What you are asked to do: Convert the material below into a JSON list of strings, with one string for each line and blank lines left out.

───

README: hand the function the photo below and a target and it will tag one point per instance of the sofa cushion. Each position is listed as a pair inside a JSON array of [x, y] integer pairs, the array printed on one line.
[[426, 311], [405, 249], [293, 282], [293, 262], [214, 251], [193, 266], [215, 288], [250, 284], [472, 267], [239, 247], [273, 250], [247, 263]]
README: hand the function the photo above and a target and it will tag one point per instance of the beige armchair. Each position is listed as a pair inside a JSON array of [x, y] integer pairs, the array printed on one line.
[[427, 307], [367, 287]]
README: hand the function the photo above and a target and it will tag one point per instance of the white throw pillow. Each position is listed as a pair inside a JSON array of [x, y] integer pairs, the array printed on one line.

───

Right answer:
[
  "README: hand the function the photo below and a target and it will tag one point per instance of the sofa cushion. Each position is listed as a pair inside a JSON array of [x, y] integer pairs, the array printed on one line.",
  "[[426, 311], [405, 249], [293, 282], [293, 262], [214, 251], [193, 266], [215, 288], [250, 284], [472, 267], [239, 247], [273, 250], [247, 263]]",
  "README: hand the function the photo above and a target and it will tag one point per instance of the beige armchair. Each position is listed as a pair inside a JSON array of [x, y] integer pairs, the array printed on one line.",
  "[[427, 307], [367, 287]]",
  "README: hand the function the photo above and a target and it will tag one point per instance of the white throw pillow. Each position is listed as a pair inside a JSON array of [x, y] integer pairs, the array printed on one line."
]